§ Latihan 1:
Apakah setiap pernyataan berikut sesuai dengan artikel tentang mahasiswa dan DPD RI? (a) Seminar itu dibuka oleh Rektor UIN Sunan Kalijaga Yudian Wahyudi. (b) Menurut Hemas, pembangunan sebelum era reformasi sudah merata. (c) Reformasi disebut sudah berjalan 30 tahun. Jawab ya atau tidak untuk masing-masing, lalu kutip persis kata-kata artikel yang menentukan jawabannya.
§ Latihan 2:
Lanjutkan artikel tentang mahasiswa dan DPD RI mulai setelah kalimat terakhirnya.

§ Teks Artikel:
****************************************

Mahasiswa Penentu Eksistensi DPD RI

Mahasiswa memiliki andil dan tanggung jawab membawa kesejahteraan kepada rakyat.

DPD
Anggota DPD perwakilan Yogyakarta GKR Hemas.
Red: Gita Amanda

REPUBLIKA.CO.ID, YOGYAKARTA -- “Reformasi sudah berjalan 20 tahun. Sudahkah cita-cita reformasi berjalan pada jalurnya?” Pertanyaan itu dilontarkan Anggota Dewan Perwakilan Daerah (DPD) Yogyakarta GKR Hemas, saat menjadi pemateri dalam Seminar Legislatif Senat Mahasiswa UIN Sunan Kalijaga Yogyakarta Selasa (9/10), yang dibuka oleh Rektor UIN Sunan Kalijaga Yudian Wahyudi.

Mahasiswa selaku pioner perubahan dalam sejarah Republik ini memiliki andil sekaligus tanggung jawab membawa negeri ini pada kesejahteraan rakyatnya, sesuai cita-cita pendiri bangsa. Di antara enam tuntutan reformasi tahun 1998, Hemas mengatakan, adalah pemberian otonomi daerah seluas-luasnya.

"Kita mengetahui sebelum era reformasi, pembangunan tidak merata. Pengambilan keputusan bersifat sentralistik, padahal dampak dari keputusan yang diambil di Jakarta berpengaruh pada daerah-daerah. Sentralistik telah mengakibatkan ketimpangan dan rasa ketidakadilan. Pada akhirnya memberi indikasi ancaman keutuhan wilayah negara dan persatuan nasional,” terang Hemas seperti dalam siaran persnya.

****************************************

§ Bahan Data:

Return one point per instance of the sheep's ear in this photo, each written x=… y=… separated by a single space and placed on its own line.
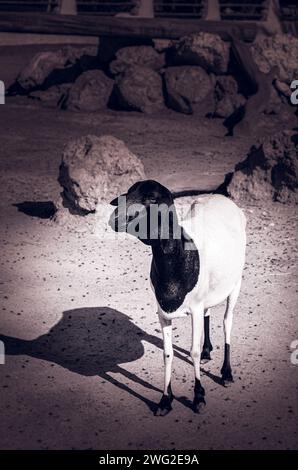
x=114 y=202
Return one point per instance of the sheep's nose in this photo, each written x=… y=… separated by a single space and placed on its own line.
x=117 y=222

****************************************

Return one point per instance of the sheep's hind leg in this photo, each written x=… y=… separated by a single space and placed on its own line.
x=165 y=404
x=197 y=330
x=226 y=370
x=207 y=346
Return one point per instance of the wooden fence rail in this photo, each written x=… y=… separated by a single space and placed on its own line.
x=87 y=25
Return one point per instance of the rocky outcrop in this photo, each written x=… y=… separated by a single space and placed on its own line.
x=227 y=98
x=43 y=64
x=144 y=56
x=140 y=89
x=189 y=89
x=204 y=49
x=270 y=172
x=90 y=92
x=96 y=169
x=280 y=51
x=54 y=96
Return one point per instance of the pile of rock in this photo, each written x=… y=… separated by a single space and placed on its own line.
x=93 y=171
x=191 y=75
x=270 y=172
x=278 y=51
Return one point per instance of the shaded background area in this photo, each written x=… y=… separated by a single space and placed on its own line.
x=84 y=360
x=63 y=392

****************************************

§ Jawaban Latihan 1:
(a) Ya: "yang dibuka oleh Rektor UIN Sunan Kalijaga Yudian Wahyudi"
(b) Tidak: "Kita mengetahui sebelum era reformasi, pembangunan tidak merata."
(c) Tidak: "Reformasi sudah berjalan 20 tahun."

§ Jawaban Latihan 2:
Oleh karena itu, sejalan dengan tuntutan demokrasi guna memenuhi rasa keadilan masyarakat di daerah, memperluas serta meningkatkan semangat dan kapasitas partisipasi daerah dalam kehidupan nasional, serta untuk memperkuat Negara Kesatuan Republik Indonesia, maka dalam rangka pembaharuan konstitusi, MPR RI ketika itu membentuk sebuah lembaga perwakilan baru, yakni Dewan Perwakilan Daerah Republik Indonesia (DPD RI). Pembentukan DPD RI ini dilakukan melalui perubahan ketiga Undang-Undang Dasar Negara Republik Indonesia Tahun 1945 (UUD 1945) pada bulan November 2001.

Gagasan dasar pembentukan DPD RI adalah keinginan untuk lebih mengakomodasi aspirasi daerah dan sekaligus memberi peran yang lebih besar kepada daerah dalam proses pengambilan keputusan politik untuk  hal-hal terutama yang berkaitan langsung dengan kepentingan daerah. “Keberadaan unsur Utusan Daerah dalam keanggotaan MPR RI selama ini (sebelum dilakukan perubahan terhadap Undang-Undang Dasar 1945) dianggap tidak memadai untuk menjawab tantangan-tantangan tersebut,” sambung Hemas.

Senator GKR Hemas menilai, sejatinya kehadiran DPD RI sebagai lembaga penyeimbang. Membangun mekanisme kontrol dan keseimbangan (checks and balances) dalam lembaga legislatif itu sendiri. Di samping antarcabang kekuasaan negara seperti legislatif, eksekutif, yudikatif).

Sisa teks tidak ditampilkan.